━━━ TASK DATA ━━━

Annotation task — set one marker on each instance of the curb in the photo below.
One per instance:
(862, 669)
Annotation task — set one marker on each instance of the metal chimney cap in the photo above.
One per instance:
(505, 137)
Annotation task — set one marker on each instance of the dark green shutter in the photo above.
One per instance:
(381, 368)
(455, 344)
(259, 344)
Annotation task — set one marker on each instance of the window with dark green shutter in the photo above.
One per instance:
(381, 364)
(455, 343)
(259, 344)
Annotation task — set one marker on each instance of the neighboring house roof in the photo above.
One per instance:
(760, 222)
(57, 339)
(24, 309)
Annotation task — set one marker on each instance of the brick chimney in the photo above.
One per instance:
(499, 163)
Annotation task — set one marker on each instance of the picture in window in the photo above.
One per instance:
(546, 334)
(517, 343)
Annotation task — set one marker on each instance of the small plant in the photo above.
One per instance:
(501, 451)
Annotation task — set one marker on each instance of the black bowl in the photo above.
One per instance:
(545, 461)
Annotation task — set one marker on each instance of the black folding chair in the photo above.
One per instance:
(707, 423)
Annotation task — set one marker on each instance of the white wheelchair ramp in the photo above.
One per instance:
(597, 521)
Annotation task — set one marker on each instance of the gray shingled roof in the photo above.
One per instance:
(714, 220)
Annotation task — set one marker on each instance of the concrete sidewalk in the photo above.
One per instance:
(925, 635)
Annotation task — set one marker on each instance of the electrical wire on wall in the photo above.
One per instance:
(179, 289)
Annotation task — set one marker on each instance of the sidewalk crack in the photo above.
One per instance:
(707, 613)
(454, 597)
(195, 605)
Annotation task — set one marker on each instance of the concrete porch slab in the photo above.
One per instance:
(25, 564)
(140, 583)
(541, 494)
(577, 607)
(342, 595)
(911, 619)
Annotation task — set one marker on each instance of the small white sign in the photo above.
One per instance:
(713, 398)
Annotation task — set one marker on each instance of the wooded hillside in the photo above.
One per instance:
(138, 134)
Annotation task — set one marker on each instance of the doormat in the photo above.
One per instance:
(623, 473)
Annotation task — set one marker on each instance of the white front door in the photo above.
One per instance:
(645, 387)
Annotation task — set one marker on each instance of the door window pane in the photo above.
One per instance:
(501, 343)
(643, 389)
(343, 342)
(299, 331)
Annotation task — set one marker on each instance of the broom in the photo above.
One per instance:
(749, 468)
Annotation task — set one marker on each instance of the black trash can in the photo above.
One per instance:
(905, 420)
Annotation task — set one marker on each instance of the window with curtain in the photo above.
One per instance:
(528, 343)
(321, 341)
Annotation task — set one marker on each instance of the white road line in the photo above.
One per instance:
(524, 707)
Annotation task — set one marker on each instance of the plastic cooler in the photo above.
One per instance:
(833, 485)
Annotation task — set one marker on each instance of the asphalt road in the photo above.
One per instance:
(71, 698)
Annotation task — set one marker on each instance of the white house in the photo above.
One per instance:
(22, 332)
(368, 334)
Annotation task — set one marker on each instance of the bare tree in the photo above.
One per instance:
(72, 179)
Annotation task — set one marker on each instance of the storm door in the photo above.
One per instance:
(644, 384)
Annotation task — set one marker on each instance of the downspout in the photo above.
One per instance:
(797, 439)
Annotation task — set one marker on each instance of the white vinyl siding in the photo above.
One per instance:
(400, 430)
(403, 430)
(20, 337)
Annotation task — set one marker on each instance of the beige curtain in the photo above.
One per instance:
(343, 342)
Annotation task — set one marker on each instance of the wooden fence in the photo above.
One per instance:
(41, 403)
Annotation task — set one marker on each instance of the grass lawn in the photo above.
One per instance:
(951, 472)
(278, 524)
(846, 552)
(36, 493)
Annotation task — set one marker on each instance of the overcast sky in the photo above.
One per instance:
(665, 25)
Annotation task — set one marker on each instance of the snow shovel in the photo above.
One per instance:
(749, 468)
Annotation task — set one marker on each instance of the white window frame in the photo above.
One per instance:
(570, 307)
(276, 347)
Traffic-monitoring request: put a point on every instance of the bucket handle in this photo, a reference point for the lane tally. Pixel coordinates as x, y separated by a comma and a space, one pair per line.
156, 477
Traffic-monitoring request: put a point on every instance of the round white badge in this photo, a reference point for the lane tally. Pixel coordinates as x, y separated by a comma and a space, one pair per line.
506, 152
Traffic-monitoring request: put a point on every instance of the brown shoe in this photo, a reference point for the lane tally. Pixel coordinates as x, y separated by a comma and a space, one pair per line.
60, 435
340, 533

━━━

PROBLEM TO WORK ON:
The answer must be the lines from the one containing "of the bucket" to the final line of the data above, copied exactly, both included, with nothing added.

RESPONSE TO THE EXERCISE:
Traffic-monitoring request: put a point on every instance of the bucket handle in this photo, a reference point for the lane tally. Pixel coordinates as x, y separated by a comma and a space, one pair per line.
156, 477
Traffic-monitoring request: put a point on every instance of the round white badge in this photo, a reference point for the lane tally. Pixel coordinates as x, y separated by a comma and a space, one pair per line.
506, 152
Traffic-monitoring request: put a point on every instance of the brown shoe in this photo, a reference point for the lane tally. Pixel coordinates as x, y separated by a comma and a space, one pair per line.
60, 435
340, 533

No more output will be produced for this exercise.